Passage ::
↓

Average is one of the most important mathematical concepts that we use in our day-to-day life. In fact, even the most non-mathematical individuals regularly utilize the concept of averages on a day-to-day basis. In this article provides average concepts and Average formulas with examples.

Average Concept:

The average of a number is a measure of the central tendency of a set of numbers. In other words, it is an estimate of where the center point of a set of numbers lies.

i.e Average equals to the ratio of Sum of observations to Number of observations.

The basic formula for average of “M” numbers is n₁, n₂, n₃, n₄ …….. n_mis

$A_{m} = \ \frac{n_{1}\ + n_{2} \ + n_{3} \ + n_{4} \ + ........ \ + n_{m}}{M}$

This also means
A_m x M = Total of the set of numbers.

$Average = \ \frac{Sum \ of \ observations}{Number \ of \ observations}$

The average is also known as arithmetic mean (AM). So average of set of numbers can also be defined as the number by which we can replace each and every number of the set without changing the total of the set of numbers.

For example, the average of 4 numbers 16, 18, 24 and 26 is ( 16 + 18 + 24 + 26)/4 = 84/ 4 = 21

This means that if each of the 4 numbers of the set were replaced by 15 each, there would be no changes in the total.

This can be visualized as

16 + 5 = 21

18 + 3 = 21

24 – 3 = 21

26 – 5 = 21

Note:

a) The average is always calculated for a set of numbers.

b) The average always lies above the lowest number of the set and below the highest number of the set.

c) The net deficit due to the numbers below the average always equals the net surplus due to the members above the average.

↑

Tasks ::
• a. Copy the part of the passage on averages that opens with the words containing "The average of a" and closes with "M = Total of the set of numbers.".
• b. In the passage on averages, which four numbers does the worked example average to get 21?
The material that follows comes from a different source than the passage on averages.

Material ::
↓

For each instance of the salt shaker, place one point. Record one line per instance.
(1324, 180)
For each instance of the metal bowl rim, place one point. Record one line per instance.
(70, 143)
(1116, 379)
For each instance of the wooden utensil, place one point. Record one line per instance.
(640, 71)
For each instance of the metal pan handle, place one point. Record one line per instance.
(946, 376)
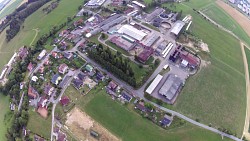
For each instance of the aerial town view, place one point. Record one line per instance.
(124, 70)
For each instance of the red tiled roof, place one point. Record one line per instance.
(65, 100)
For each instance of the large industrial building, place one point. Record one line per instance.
(177, 27)
(132, 32)
(153, 85)
(171, 87)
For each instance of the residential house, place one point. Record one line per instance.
(32, 93)
(68, 55)
(56, 78)
(30, 67)
(23, 52)
(89, 68)
(65, 100)
(48, 90)
(63, 68)
(127, 97)
(112, 85)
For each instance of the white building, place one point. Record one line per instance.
(153, 85)
(132, 32)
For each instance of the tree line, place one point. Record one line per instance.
(15, 19)
(113, 63)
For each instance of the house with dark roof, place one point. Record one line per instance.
(56, 78)
(64, 100)
(77, 83)
(112, 85)
(30, 67)
(127, 97)
(23, 52)
(32, 93)
(145, 54)
(68, 55)
(64, 81)
(48, 90)
(63, 68)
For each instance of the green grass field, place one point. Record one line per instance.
(39, 125)
(37, 20)
(128, 125)
(10, 8)
(247, 51)
(207, 95)
(221, 17)
(4, 106)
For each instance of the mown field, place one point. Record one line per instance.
(221, 17)
(10, 8)
(39, 125)
(208, 95)
(38, 20)
(4, 106)
(127, 124)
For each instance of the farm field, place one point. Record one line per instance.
(10, 7)
(38, 20)
(4, 106)
(39, 125)
(207, 95)
(128, 125)
(221, 17)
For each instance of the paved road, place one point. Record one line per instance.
(140, 93)
(55, 102)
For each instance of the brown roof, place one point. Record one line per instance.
(43, 112)
(32, 92)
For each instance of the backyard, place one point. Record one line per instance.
(38, 20)
(213, 89)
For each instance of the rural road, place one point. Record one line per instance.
(246, 126)
(141, 95)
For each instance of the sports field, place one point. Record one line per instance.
(39, 125)
(208, 95)
(4, 106)
(38, 20)
(217, 14)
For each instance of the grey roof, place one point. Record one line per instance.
(112, 18)
(171, 87)
(64, 81)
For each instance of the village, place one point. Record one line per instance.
(138, 36)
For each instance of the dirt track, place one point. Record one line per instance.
(241, 19)
(246, 126)
(80, 124)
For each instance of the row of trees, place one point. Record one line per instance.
(16, 19)
(113, 63)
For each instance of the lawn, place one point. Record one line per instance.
(37, 20)
(221, 17)
(207, 95)
(10, 8)
(247, 51)
(4, 106)
(128, 125)
(39, 125)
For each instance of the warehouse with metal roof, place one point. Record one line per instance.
(171, 87)
(177, 27)
(153, 85)
(132, 32)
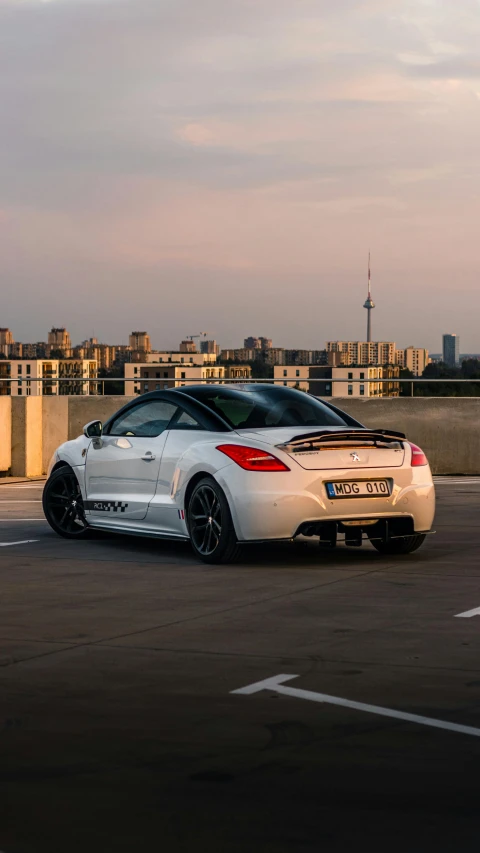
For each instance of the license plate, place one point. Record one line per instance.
(358, 489)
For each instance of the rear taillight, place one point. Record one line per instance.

↑

Solutions ::
• a.
The average of a number is a measure of the central tendency of a set of numbers. In other words, it is an estimate of where the center point of a set of numbers lies.

i.e Average equals to the ratio of Sum of observations to Number of observations.

The basic formula for average of “M” numbers is n₁, n₂, n₃, n₄ …….. n_mis

$A_{m} = \ \frac{n_{1}\ + n_{2} \ + n_{3} \ + n_{4} \ + ........ \ + n_{m}}{M}$

This also means
A_m x M = Total of the set of numbers.

• b. 16, 18, 24 and 26